[Records for the exercise Boundary: Start]
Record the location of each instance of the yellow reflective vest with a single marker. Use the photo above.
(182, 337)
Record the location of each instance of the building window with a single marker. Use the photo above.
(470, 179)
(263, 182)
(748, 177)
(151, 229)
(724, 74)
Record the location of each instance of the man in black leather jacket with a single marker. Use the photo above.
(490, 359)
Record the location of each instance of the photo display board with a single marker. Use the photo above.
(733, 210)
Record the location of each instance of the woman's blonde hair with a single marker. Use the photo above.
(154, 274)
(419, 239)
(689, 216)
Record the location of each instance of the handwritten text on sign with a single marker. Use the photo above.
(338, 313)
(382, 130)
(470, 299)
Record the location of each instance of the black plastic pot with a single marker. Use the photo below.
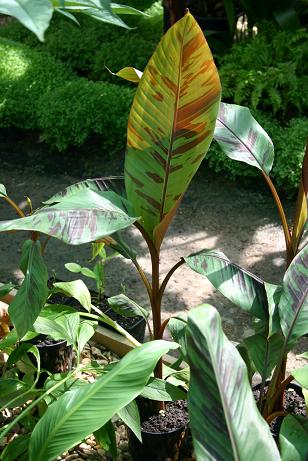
[Records for the exercise Boundary: End]
■ Work to complete
Each line from the one containing "Record the location of each instance of the building" through the last line of the entries above is to be extracted exactly. Pictures are not part of the copy.

■ Solution to the exercise
Record the location of each instance of the building window with a single marker. Use the photo above.
(470, 179)
(263, 182)
(748, 177)
(151, 229)
(724, 74)
Record the location of each instance of the man in black leather jacket with a single marker. Use the photo above.
(490, 359)
Record the location of each instance of the photo display board with a single marker. Use the photo above.
(733, 210)
Record the location of each instance of the woman's blonde hair with a single marker. Use the photo above.
(154, 274)
(419, 239)
(689, 216)
Record the location of each instance of the handwritten text on sign with a single marker. Use the photo above.
(338, 313)
(382, 130)
(470, 299)
Record the location of each instance of the black plastic pot with a single marker. Use the photo below.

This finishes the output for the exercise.